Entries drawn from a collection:
BEGIN
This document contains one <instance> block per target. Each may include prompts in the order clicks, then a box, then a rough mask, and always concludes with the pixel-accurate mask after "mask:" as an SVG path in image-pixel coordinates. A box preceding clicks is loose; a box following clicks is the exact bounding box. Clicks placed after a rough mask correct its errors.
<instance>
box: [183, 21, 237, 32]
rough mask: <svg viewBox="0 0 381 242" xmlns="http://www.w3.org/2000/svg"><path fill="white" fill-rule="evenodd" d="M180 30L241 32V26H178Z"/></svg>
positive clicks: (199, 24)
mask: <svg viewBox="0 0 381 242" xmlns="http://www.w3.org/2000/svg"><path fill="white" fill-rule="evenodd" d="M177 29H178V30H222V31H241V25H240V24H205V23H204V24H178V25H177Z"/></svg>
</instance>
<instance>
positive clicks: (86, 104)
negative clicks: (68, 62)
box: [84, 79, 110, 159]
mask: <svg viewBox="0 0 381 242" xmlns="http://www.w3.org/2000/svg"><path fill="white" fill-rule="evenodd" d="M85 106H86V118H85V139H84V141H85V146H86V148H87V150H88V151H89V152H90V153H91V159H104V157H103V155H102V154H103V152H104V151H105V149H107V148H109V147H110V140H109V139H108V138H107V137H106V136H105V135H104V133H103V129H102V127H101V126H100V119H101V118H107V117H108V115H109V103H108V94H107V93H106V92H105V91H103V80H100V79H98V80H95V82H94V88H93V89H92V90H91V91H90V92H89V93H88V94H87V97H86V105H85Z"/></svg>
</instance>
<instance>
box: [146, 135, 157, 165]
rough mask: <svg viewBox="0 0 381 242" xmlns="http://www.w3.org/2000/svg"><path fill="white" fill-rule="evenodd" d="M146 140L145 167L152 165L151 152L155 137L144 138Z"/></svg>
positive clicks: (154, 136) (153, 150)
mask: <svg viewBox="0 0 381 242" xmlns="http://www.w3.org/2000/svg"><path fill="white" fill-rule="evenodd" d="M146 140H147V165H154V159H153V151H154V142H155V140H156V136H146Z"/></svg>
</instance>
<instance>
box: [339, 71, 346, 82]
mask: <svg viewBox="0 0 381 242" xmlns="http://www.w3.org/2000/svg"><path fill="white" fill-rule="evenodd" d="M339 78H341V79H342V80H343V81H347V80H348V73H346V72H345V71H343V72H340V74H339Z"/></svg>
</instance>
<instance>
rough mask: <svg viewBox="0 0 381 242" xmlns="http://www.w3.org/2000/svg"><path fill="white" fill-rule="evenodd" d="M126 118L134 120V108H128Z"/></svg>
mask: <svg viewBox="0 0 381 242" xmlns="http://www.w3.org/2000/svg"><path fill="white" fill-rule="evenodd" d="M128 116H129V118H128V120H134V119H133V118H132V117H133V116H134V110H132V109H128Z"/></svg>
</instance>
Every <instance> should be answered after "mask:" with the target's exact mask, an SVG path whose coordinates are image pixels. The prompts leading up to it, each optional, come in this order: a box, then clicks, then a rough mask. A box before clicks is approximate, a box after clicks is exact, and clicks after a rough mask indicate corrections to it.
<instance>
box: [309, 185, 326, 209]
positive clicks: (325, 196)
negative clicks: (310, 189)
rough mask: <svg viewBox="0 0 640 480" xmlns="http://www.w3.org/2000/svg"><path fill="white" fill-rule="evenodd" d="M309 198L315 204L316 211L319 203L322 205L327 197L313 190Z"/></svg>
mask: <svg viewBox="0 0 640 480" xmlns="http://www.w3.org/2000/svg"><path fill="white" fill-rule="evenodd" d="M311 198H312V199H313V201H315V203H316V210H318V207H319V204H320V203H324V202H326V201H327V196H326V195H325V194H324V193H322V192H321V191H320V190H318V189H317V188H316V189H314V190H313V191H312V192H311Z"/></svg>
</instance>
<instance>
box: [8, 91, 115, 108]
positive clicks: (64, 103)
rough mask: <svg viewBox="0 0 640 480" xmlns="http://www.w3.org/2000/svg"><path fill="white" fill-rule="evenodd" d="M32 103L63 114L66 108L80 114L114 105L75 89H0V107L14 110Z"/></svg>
END
Your assignment:
Please output all of the records above once more, copying every line without any change.

Finished task:
This document contains one <instance> block per target. Each may include prompts in the order clicks, then a box, then a rough mask, and always concludes with the pixel-accurate mask after "mask:" as an SVG path in image-pixel coordinates. A box preceding clicks is loose; a box following clicks is the exact bounding box. Clicks placed after a rough mask correct its errors.
<instance>
box: [183, 21, 237, 32]
rough mask: <svg viewBox="0 0 381 242" xmlns="http://www.w3.org/2000/svg"><path fill="white" fill-rule="evenodd" d="M180 30L241 32V26H178Z"/></svg>
positive clicks: (199, 24)
mask: <svg viewBox="0 0 381 242" xmlns="http://www.w3.org/2000/svg"><path fill="white" fill-rule="evenodd" d="M177 29H178V30H222V31H241V25H240V24H205V23H204V24H178V25H177Z"/></svg>
</instance>
<instance>
positive clicks: (86, 104)
negative clicks: (68, 62)
box: [84, 79, 110, 159]
mask: <svg viewBox="0 0 381 242" xmlns="http://www.w3.org/2000/svg"><path fill="white" fill-rule="evenodd" d="M85 106H86V118H85V139H84V141H85V146H86V148H87V150H88V151H89V152H90V153H91V159H104V157H103V155H102V154H103V152H104V151H105V149H107V148H109V147H110V140H109V139H108V138H107V137H106V136H105V135H104V133H103V129H102V127H101V126H100V119H101V118H107V117H108V115H109V103H108V94H107V93H106V92H105V91H103V80H100V79H98V80H95V82H94V88H93V89H92V90H91V91H90V92H89V93H88V94H87V97H86V105H85Z"/></svg>
</instance>
<instance>
box: [146, 135, 157, 165]
rough mask: <svg viewBox="0 0 381 242" xmlns="http://www.w3.org/2000/svg"><path fill="white" fill-rule="evenodd" d="M146 140L145 167L152 165L151 152L155 137L144 138Z"/></svg>
positive clicks: (154, 136) (153, 150)
mask: <svg viewBox="0 0 381 242" xmlns="http://www.w3.org/2000/svg"><path fill="white" fill-rule="evenodd" d="M146 140H147V165H154V159H153V151H154V142H155V140H156V136H146Z"/></svg>
</instance>
<instance>
box: [339, 71, 346, 82]
mask: <svg viewBox="0 0 381 242" xmlns="http://www.w3.org/2000/svg"><path fill="white" fill-rule="evenodd" d="M339 78H341V79H342V80H343V81H347V80H348V73H346V72H345V71H343V72H340V74H339Z"/></svg>
</instance>
<instance>
rough mask: <svg viewBox="0 0 381 242" xmlns="http://www.w3.org/2000/svg"><path fill="white" fill-rule="evenodd" d="M126 118L134 120V108H128Z"/></svg>
mask: <svg viewBox="0 0 381 242" xmlns="http://www.w3.org/2000/svg"><path fill="white" fill-rule="evenodd" d="M128 116H129V118H128V120H134V119H133V118H132V117H133V116H134V110H132V109H128Z"/></svg>
</instance>
Every <instance> should be answered after "mask:" with the target's exact mask, an SVG path whose coordinates are image pixels. The prompts leading up to it, each optional, come in this order: a box, then clicks, then a rough mask. A box before clicks is approximate, a box after clicks is exact, and clicks after a rough mask indicate corrections to it.
<instance>
box: [309, 185, 326, 209]
positive clicks: (325, 196)
negative clicks: (310, 189)
rough mask: <svg viewBox="0 0 640 480" xmlns="http://www.w3.org/2000/svg"><path fill="white" fill-rule="evenodd" d="M309 198L315 204L316 211L319 203L322 205L327 197L313 190Z"/></svg>
mask: <svg viewBox="0 0 640 480" xmlns="http://www.w3.org/2000/svg"><path fill="white" fill-rule="evenodd" d="M311 198H312V199H313V201H315V203H316V210H318V207H319V204H320V203H324V202H326V201H327V196H326V195H325V194H324V193H322V192H321V191H320V190H318V189H317V188H316V189H314V190H313V191H312V192H311Z"/></svg>
</instance>
<instance>
box: [8, 91, 115, 108]
positive clicks: (64, 103)
rough mask: <svg viewBox="0 0 640 480" xmlns="http://www.w3.org/2000/svg"><path fill="white" fill-rule="evenodd" d="M32 103L63 114L66 108L80 114L114 105L75 89H0V107L14 110Z"/></svg>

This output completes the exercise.